### GOAL OF THE EXERCISE
For any picture in the lines below, please leave it out and copy the rest exactly.

### Extracted records
:::
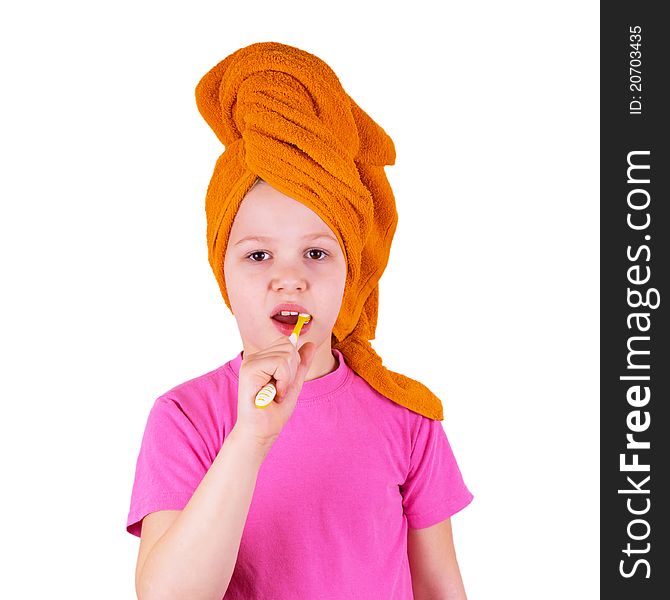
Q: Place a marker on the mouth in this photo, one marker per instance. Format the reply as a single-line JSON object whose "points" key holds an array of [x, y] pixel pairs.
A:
{"points": [[285, 316]]}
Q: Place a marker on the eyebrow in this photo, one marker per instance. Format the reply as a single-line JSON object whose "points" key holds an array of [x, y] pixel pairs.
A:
{"points": [[263, 238]]}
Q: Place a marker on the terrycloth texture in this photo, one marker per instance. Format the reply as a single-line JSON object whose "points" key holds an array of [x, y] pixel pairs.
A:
{"points": [[334, 498], [283, 116]]}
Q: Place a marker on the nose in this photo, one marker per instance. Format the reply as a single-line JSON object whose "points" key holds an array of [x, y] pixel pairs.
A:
{"points": [[288, 277]]}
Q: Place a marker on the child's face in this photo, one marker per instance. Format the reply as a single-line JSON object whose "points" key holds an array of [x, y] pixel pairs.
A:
{"points": [[287, 266]]}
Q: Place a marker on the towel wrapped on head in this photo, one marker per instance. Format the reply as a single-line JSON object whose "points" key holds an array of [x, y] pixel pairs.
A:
{"points": [[283, 116]]}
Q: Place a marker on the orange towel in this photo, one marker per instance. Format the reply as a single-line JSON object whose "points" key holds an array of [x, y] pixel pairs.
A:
{"points": [[283, 116]]}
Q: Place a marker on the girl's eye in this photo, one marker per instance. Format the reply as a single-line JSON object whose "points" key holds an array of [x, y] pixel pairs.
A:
{"points": [[321, 255], [317, 250], [255, 254]]}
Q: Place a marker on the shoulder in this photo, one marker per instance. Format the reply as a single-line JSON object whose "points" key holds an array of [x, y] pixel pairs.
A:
{"points": [[207, 402]]}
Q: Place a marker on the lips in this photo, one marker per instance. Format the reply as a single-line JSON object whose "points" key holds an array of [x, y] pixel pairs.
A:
{"points": [[287, 328], [289, 306]]}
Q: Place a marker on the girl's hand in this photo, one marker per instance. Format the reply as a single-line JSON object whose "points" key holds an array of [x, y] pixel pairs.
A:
:::
### SOLUTION FOR THIS PROBLEM
Q: Place a marker on the mouth in this photo, one marker per instance. Format the reply as a single-line JSON object whose "points" key holds an array of [x, y] pixel pairs.
A:
{"points": [[285, 316]]}
Q: Place a marker on the eyebrow in this photo, one marker per instance. Format the reply as a single-line JSON object whose "points" key holds an array of [x, y] pixel pairs.
A:
{"points": [[263, 238]]}
Q: Place a marker on the terrycloth texture in this photo, one marker per instance. Format the reply as a single-line JSON object whose "points" key holds an array of [x, y] pixel pairs.
A:
{"points": [[334, 498], [283, 116]]}
Q: Place a marker on the nose in this photo, one marker per instance. Format the reply as a single-line JSON object whose "points" key holds an array of [x, y] pixel pairs.
A:
{"points": [[288, 277]]}
Q: Place a marker on the child's face in this photo, one marker per instance. Format the reply as a single-line JSON object whose "points" key holds an array of [x, y] pixel pairs.
A:
{"points": [[287, 266]]}
Q: Place a marker on the towel wrapped on head in this photo, one marker per instance. Format the reply as a single-line JSON object whose "points" key holds an array of [x, y] pixel pairs.
A:
{"points": [[283, 116]]}
Q: Place a marker on the orange towel in this photo, one marker per instance. Format the reply as a single-line JSON object whose "points" key holds an array of [x, y] pixel pairs.
A:
{"points": [[283, 116]]}
Q: Place a marker on the girl's eye in this photo, one marker per instance. Format the reply as a single-line JSON object whose "points" key holds an array of [x, y] pixel pairs.
A:
{"points": [[321, 255], [317, 250], [255, 254]]}
Q: Place a marker on the shoulder in this photo, one marker per instance. Format the reply as a single-line JSON object whose "points" key holds an array of [x, y] pixel pairs.
A:
{"points": [[207, 402]]}
Q: Place a marker on the lips in this photo, one marker per instance. Format the reply as a single-line JSON object whose "points" key holds an array of [x, y] pixel pairs.
A:
{"points": [[287, 328], [289, 306]]}
Q: Place a marker on the girl's hand in this photo, one marker per instance. Format the reply as a single-line JSON object whose "points" key holds an array of [x, y] pixel pairs.
A:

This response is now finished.